╭─ Supplied records

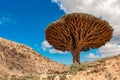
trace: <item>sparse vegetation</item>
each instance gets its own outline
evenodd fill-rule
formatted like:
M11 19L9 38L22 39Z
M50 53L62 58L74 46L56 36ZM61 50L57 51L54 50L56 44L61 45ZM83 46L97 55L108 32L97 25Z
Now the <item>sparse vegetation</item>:
M78 71L84 71L87 69L87 65L85 64L73 64L70 66L70 73L74 74Z
M105 78L107 78L108 80L112 80L112 74L109 73L109 72L107 72L107 73L105 74Z
M47 80L53 80L55 76L48 76Z
M60 75L60 80L65 80L67 74Z

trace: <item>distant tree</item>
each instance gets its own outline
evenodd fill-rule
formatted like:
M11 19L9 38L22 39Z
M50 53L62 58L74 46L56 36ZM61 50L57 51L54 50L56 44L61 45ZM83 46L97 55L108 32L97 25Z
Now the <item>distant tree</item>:
M73 63L80 63L80 52L99 48L112 38L113 29L105 20L87 13L72 13L51 23L46 40L55 49L70 51Z

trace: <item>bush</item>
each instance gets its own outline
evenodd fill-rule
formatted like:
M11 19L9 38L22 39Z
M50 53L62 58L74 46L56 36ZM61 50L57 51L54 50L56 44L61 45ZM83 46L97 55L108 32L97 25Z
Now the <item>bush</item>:
M74 74L78 71L84 71L87 69L87 66L85 64L73 64L70 66L70 73Z

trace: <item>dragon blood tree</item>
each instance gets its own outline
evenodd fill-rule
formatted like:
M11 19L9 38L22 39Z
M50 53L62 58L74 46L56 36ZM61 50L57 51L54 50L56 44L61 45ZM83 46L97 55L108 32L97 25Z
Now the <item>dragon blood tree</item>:
M80 64L80 52L99 48L110 41L113 29L105 20L87 13L72 13L51 23L46 40L55 49L70 51L73 63Z

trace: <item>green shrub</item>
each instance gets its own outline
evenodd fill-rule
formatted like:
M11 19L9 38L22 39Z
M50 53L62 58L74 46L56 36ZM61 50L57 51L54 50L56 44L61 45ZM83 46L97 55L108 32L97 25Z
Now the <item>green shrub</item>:
M53 80L55 76L48 76L47 80Z
M78 71L84 71L87 69L87 66L85 64L73 64L70 66L70 73L74 74Z
M65 80L67 74L60 75L60 80Z

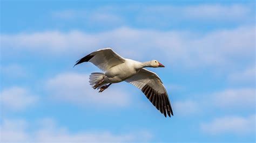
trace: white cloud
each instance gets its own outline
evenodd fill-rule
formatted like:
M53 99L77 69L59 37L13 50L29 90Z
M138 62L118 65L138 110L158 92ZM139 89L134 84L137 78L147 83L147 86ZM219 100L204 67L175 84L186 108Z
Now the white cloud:
M90 10L65 10L55 11L52 16L55 18L73 20L79 19L83 22L85 19L93 18L96 16L104 16L105 13L111 15L109 19L104 19L103 22L109 22L112 20L112 24L126 19L126 21L141 24L146 23L159 24L167 22L190 20L204 20L211 22L218 20L219 22L243 22L253 17L253 6L249 4L221 5L198 4L190 5L140 5L128 4L119 6L108 5ZM130 17L127 17L129 13ZM112 18L114 17L114 18ZM118 20L116 20L117 19Z
M13 87L1 92L0 102L4 109L21 111L34 105L38 100L37 96L31 94L24 88Z
M124 134L102 131L72 133L66 127L58 127L51 119L43 119L37 123L4 119L0 127L1 142L121 142L147 141L152 138L151 134L145 131ZM36 126L38 127L35 128Z
M60 74L47 81L46 88L50 97L83 106L122 107L129 104L129 95L120 85L112 85L98 93L98 90L91 88L89 77L88 74Z
M200 112L200 109L198 103L192 101L185 101L175 102L173 104L173 110L176 111L174 113L177 116L190 116L195 115Z
M230 74L228 79L230 81L235 83L252 83L255 82L256 67L250 67L243 71Z
M215 106L227 108L254 109L255 104L255 89L241 88L226 89L212 95Z
M241 62L252 61L254 36L254 26L204 34L122 27L95 34L72 31L2 34L1 45L4 53L10 52L9 48L11 47L12 53L29 51L55 56L80 55L112 47L124 57L136 60L158 58L179 66L217 65L227 69L227 66L232 68L232 65ZM156 49L158 54L152 54Z
M217 118L208 123L203 123L203 132L211 134L234 133L246 135L255 133L255 115L246 117L226 116Z

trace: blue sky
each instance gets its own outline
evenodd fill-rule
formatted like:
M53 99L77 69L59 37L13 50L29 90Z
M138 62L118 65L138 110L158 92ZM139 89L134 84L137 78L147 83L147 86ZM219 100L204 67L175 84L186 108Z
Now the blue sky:
M1 142L255 142L255 2L223 1L1 1ZM173 117L73 68L107 47L165 66Z

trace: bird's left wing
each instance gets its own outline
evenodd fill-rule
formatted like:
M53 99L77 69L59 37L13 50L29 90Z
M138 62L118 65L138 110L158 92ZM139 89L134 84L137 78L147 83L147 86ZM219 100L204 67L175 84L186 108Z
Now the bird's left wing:
M146 95L152 104L163 113L173 116L171 103L164 84L154 73L143 68L137 74L125 80L137 87Z
M103 71L124 63L125 59L111 48L99 49L78 60L75 66L84 62L90 62Z

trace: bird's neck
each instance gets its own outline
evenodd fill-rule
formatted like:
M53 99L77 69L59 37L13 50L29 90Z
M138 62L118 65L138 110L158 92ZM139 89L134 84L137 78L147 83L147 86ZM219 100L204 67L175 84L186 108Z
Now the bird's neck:
M140 62L140 67L141 68L146 67L152 67L150 61Z

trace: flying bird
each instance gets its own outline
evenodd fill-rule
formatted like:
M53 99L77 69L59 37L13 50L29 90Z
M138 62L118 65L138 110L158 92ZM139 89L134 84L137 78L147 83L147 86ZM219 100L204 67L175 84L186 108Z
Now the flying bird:
M164 114L173 116L169 98L163 82L154 73L144 68L164 67L157 60L139 62L125 59L111 48L99 49L78 60L74 67L84 62L90 62L105 72L93 73L89 82L94 89L103 92L111 84L125 81L140 89L147 98Z

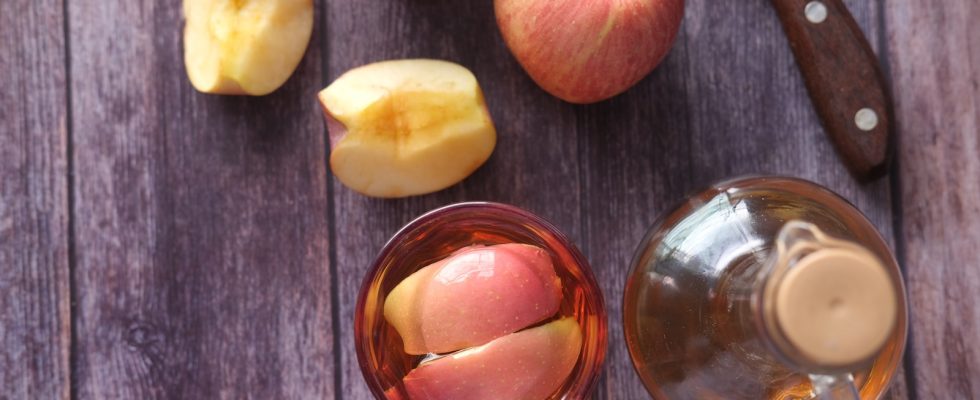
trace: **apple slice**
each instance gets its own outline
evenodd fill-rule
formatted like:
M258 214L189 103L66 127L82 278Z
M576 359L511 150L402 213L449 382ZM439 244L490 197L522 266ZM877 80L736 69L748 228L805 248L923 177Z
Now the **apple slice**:
M271 93L313 33L313 0L184 0L184 64L204 93Z
M582 351L574 318L424 362L402 380L410 399L547 399L568 379ZM397 389L389 398L400 398Z
M448 353L555 315L561 296L561 280L540 247L468 247L400 282L384 315L406 353Z
M643 79L674 43L684 0L494 0L497 25L548 93L593 103Z
M405 197L451 186L482 165L497 142L476 77L438 60L384 61L352 69L320 92L330 167L368 196Z

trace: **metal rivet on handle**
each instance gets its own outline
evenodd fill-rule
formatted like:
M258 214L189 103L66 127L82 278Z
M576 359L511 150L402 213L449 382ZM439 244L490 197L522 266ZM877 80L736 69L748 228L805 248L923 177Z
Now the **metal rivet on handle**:
M827 6L819 1L811 1L806 3L806 8L803 9L803 13L806 14L806 20L814 24L819 24L827 19Z
M878 114L868 107L862 108L854 114L854 125L862 131L870 131L878 126Z

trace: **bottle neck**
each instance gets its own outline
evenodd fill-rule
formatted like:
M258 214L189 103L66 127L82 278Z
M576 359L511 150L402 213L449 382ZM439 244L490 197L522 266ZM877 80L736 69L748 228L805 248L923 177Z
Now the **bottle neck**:
M895 285L881 261L806 222L787 223L774 243L728 293L741 336L755 343L747 351L820 376L873 361L897 316Z

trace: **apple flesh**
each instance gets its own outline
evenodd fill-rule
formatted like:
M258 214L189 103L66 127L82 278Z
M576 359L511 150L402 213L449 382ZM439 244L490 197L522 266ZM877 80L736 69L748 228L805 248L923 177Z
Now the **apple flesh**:
M439 60L395 60L348 71L319 94L330 168L373 197L441 190L469 176L497 136L476 77Z
M494 0L497 25L528 75L571 103L626 91L673 45L684 0Z
M582 331L563 318L423 362L402 380L409 399L547 399L568 379ZM397 389L386 393L401 398Z
M184 0L184 64L198 91L261 96L289 79L313 33L313 0Z
M467 247L400 282L384 316L406 353L448 353L543 321L561 298L561 280L540 247Z

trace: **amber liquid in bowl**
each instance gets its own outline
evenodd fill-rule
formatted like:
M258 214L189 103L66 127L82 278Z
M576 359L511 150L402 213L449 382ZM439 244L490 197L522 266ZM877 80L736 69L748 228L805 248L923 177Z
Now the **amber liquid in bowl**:
M401 391L402 378L430 355L404 352L398 332L383 315L384 301L415 271L472 245L531 244L545 249L562 283L558 313L537 325L574 317L582 330L582 351L569 377L551 399L580 399L598 380L606 352L602 293L581 253L558 230L522 209L496 203L460 203L431 211L409 223L382 249L365 277L355 314L355 340L364 378L376 397Z

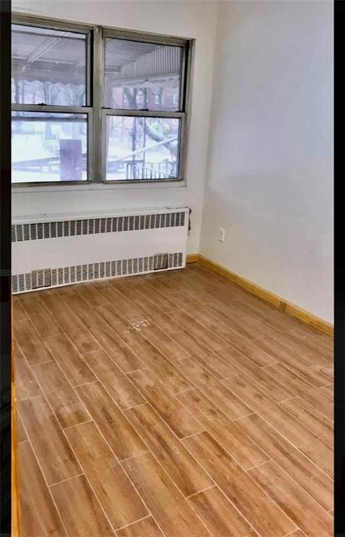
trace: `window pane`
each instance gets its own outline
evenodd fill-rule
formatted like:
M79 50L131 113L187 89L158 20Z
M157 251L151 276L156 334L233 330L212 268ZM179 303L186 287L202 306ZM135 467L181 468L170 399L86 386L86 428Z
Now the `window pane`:
M87 179L87 115L12 113L12 182Z
M107 180L178 178L181 120L107 116Z
M87 36L12 25L12 102L86 104Z
M105 106L179 110L182 47L105 39Z

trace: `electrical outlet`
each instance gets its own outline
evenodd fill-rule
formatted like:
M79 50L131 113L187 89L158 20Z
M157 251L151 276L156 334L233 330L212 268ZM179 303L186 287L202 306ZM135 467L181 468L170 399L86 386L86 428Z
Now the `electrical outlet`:
M219 228L219 234L218 236L218 240L221 241L221 243L223 243L225 241L225 229L223 227Z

╰─

▶ _Problem requirements_: Put every line of the entries above, from the line containing "trace: <item>dragon blood tree</item>" down to the line containing "Now the <item>dragon", both included, into a JSON list of strings with one string per line and blank lines omitted.

▶ _Solution for this problem_:
[
  "trace: <item>dragon blood tree</item>",
  "each instance gets its own outline",
  "evenodd fill-rule",
  "formatted like:",
  "M11 19L9 38L22 39Z",
  "M50 53L62 58L74 46L56 36ZM61 50L57 51L54 50L56 44L61 45ZM83 46L97 55L108 32L97 25Z",
  "Now the <item>dragon blood tree</item>:"
]